EXTRACT TO READ:
* begin *

Intersect exists to increase research productivity through advanced technologies like supercomputing, software engineering, and artificial intelligence training. Operated by 14 universities and large research organisations, it is a major enabler of the National Collaborative Research Infrastructure Strategy (NCRIS) and had been competitively selected as a node of the Australian Research Cloud. Although Intersect had allocated over $12M in capital funding to deliver research computing and storage as-a- service, in 2014 it had yet to break ground on its compute cloud, or to offer a repeatable or sustainable storage cloud. The funding window was closing, with capital procurement contractually required to be completed by 31 December. If this deadline was not met substantial proportion of pre- committed NCRIS funding would expire and have to be returned.
There were four strategic challenges in 2014Q3;
Retention of NCRIS funding within three months,
Compute cloud creation within six months,
Data-centre renegotiation within nine months,
Storage cloud remediation/replacement within twelve months.
Intersect lacked capacity, expertise and leadership to achieve even one of these critical milestones. Each was subject to rigid predetermined time, budget and contractual constraints and, even had they been negotiable, the company’s financial position required that they be resolved faster if possible.
What Made This Project Unique?
Because the NeCTAR Cloud was already established and running, we had to adapt to their past design and architectural decisions. With the rapidly evolving pace of ICT hardware, we also had to future-proof any further decisions, while still maintaining compatibility with their current-state.

* end *

RECORDED DATA:
* begin *

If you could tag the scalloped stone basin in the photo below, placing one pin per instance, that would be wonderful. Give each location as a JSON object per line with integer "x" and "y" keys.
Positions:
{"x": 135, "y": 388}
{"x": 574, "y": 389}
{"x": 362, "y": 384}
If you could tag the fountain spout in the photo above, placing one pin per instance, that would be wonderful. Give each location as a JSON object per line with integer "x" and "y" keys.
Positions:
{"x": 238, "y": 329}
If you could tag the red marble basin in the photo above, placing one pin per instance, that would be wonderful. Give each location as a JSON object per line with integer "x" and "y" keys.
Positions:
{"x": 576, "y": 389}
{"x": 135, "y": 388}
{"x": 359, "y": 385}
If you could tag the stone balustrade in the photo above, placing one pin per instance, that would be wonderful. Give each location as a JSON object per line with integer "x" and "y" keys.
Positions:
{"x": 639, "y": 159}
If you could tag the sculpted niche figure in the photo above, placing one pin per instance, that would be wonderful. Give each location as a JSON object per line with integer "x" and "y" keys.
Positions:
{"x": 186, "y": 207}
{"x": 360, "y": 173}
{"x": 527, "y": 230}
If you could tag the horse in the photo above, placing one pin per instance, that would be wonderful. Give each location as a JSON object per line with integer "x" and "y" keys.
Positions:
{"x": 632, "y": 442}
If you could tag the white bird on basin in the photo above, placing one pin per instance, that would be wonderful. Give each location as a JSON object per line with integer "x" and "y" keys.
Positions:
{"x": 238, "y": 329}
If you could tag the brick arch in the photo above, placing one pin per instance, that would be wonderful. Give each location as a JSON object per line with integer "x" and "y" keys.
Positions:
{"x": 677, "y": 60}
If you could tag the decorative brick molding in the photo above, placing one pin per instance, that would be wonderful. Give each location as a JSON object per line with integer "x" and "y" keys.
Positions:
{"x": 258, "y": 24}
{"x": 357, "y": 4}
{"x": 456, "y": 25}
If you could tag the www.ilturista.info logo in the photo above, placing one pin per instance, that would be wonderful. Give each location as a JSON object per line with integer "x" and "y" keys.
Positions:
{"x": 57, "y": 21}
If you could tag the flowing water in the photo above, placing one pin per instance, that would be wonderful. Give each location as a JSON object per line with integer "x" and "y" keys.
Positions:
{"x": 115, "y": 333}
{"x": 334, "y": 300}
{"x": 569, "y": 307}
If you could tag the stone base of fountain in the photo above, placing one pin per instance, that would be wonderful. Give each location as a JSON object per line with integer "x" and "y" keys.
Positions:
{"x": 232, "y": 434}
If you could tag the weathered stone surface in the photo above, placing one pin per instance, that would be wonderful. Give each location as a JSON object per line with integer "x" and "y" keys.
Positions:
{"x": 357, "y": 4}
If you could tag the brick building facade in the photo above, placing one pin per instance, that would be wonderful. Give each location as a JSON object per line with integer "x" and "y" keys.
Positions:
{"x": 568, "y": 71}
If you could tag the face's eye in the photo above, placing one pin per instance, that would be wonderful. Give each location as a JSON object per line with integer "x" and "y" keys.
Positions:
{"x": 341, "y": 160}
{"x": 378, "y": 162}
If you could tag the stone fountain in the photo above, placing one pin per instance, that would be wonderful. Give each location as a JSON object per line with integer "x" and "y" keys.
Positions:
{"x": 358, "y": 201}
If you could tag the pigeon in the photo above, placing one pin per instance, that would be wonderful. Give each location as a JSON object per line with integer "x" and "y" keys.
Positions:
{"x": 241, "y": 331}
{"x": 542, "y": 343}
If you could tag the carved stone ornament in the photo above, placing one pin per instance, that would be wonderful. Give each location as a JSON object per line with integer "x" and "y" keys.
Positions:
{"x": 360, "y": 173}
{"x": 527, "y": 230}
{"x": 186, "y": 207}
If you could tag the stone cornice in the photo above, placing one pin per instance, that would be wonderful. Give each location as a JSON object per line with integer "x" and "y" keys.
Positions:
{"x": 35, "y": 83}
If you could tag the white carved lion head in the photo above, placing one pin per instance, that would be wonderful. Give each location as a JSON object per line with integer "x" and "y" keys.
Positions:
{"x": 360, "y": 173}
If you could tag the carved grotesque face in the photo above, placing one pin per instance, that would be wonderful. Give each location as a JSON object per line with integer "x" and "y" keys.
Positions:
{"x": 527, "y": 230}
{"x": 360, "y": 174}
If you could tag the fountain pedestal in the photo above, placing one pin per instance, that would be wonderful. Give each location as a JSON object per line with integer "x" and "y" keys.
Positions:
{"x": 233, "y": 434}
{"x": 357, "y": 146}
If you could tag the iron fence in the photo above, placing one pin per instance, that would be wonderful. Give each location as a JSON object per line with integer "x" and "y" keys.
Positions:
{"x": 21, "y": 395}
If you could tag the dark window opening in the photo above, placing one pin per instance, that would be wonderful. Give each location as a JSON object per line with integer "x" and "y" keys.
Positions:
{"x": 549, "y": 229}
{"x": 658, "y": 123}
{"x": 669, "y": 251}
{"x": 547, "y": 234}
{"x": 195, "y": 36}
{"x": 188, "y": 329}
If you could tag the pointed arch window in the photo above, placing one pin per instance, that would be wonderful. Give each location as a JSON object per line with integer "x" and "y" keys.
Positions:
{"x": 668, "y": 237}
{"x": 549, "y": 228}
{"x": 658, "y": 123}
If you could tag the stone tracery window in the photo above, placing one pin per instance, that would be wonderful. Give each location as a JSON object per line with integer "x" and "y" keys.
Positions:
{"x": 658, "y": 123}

* end *

WORK INSTRUCTIONS:
1. From the Intersect text, extract the passage between "There were four" and "within twelve months.", inclusive.
2. Using the Intersect text, explain why Intersect had to complete its capital procurement by 31 December.

ANSWER LIST:
1.
There were four strategic challenges in 2014Q3;
Retention of NCRIS funding within three months,
Compute cloud creation within six months,
Data-centre renegotiation within nine months,
Storage cloud remediation/replacement within twelve months.

2. Capital procurement was contractually required to be completed by 31 December. If that deadline was missed, a substantial proportion of Intersect's pre-committed NCRIS funding would expire and have to be returned.